→ **EXERCISE INSTRUCTIONS**
From the agreement-term section, render this opening statement in Spanish: "This Agreement and the other Financing Agreements shall become effective as of the date set forth on the first page hereof and shall continue in full force and effect for a term ending on the date which is the third (3rd) anniversary of the date hereof (the "Renewal Date")"

→ **DOCUMENT EXTRACT**
SECTION 14. TERM OF AGREEMENT; MISCELLANEOUS

         14.1 Term.

               (a) This Agreement and the other Financing Agreements shall
become effective as of the date set forth on the first page hereof and shall
continue in full force and effect for a term ending on the date which is the
third (3rd) anniversary of the date hereof (the "Renewal Date"); provided, that,
Borrowers may, at their option, after prior notice to Agent as set forth below
(which notice shall be irrevocable) extend the term of this Agreement for up to
two (2) additional one (1) year periods, provided, that, as to each such
extension, each of the following conditions is satisfied as determined by Agent
in good faith: (i) Agent shall have received prior written notice of the
intention of Borrowers to so extend the term of this Agreement not less than
sixty (60) days prior to the Renewal Date (or the first anniversary thereof, in
the case of an extension for the second one (1) year period), (ii) no Event of
Default or act, condition or event which with notice or passage of time or both
would constitute an Event of Default shall exist or have occurred, and (iii)

→ **DATA EXCERPT**
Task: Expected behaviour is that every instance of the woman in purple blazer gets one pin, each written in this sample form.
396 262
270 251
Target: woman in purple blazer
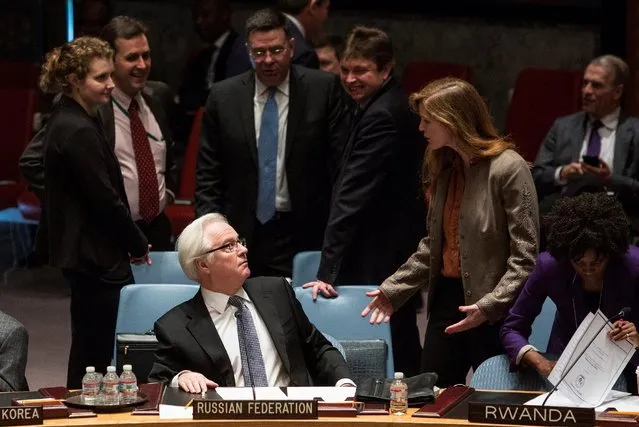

→ **TASK ANSWER**
El presente Contrato y los demás Contratos de Financiamiento entrarán en vigor a partir de la fecha indicada en la primera página del presente y permanecerán en pleno vigor y efecto por un plazo que finalizará en la fecha que corresponda al tercer (3.er) aniversario de la fecha del presente (la "Fecha de Renovación")